--- TASK PROMPT ---
Copy out each line of the entries where the word "meadow" is present.

Natural-language object grounding data:
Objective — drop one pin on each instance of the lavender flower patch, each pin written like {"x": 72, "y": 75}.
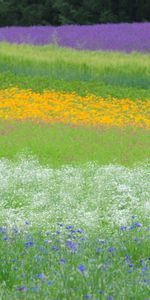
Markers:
{"x": 106, "y": 37}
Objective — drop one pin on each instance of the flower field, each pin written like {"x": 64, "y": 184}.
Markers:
{"x": 74, "y": 164}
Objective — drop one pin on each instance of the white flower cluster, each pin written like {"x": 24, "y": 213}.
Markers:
{"x": 89, "y": 196}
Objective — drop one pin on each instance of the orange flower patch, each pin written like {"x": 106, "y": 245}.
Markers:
{"x": 70, "y": 108}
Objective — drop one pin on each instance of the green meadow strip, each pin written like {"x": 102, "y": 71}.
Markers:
{"x": 116, "y": 69}
{"x": 59, "y": 144}
{"x": 41, "y": 83}
{"x": 73, "y": 233}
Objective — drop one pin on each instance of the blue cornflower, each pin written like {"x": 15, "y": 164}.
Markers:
{"x": 71, "y": 245}
{"x": 87, "y": 296}
{"x": 36, "y": 257}
{"x": 3, "y": 230}
{"x": 62, "y": 261}
{"x": 21, "y": 288}
{"x": 133, "y": 216}
{"x": 111, "y": 249}
{"x": 101, "y": 241}
{"x": 34, "y": 289}
{"x": 15, "y": 230}
{"x": 81, "y": 268}
{"x": 57, "y": 232}
{"x": 123, "y": 228}
{"x": 29, "y": 244}
{"x": 47, "y": 241}
{"x": 82, "y": 239}
{"x": 41, "y": 249}
{"x": 47, "y": 232}
{"x": 132, "y": 227}
{"x": 26, "y": 222}
{"x": 148, "y": 228}
{"x": 98, "y": 250}
{"x": 129, "y": 271}
{"x": 41, "y": 276}
{"x": 144, "y": 269}
{"x": 69, "y": 227}
{"x": 55, "y": 248}
{"x": 137, "y": 224}
{"x": 127, "y": 258}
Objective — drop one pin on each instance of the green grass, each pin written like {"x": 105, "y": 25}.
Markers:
{"x": 38, "y": 84}
{"x": 60, "y": 144}
{"x": 54, "y": 63}
{"x": 92, "y": 179}
{"x": 37, "y": 203}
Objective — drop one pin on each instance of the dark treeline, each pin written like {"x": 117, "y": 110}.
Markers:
{"x": 57, "y": 12}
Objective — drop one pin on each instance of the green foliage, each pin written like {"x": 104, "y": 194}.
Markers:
{"x": 61, "y": 64}
{"x": 60, "y": 145}
{"x": 55, "y": 12}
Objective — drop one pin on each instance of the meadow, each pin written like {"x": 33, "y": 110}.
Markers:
{"x": 74, "y": 165}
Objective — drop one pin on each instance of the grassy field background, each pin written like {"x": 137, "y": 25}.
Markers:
{"x": 74, "y": 201}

--- FINISHED TASK ---
Objective — drop one pin on each instance of the green meadow strip, each pin written like {"x": 102, "y": 71}.
Objective — drop one pin on each instance of the meadow, each pin written like {"x": 33, "y": 110}.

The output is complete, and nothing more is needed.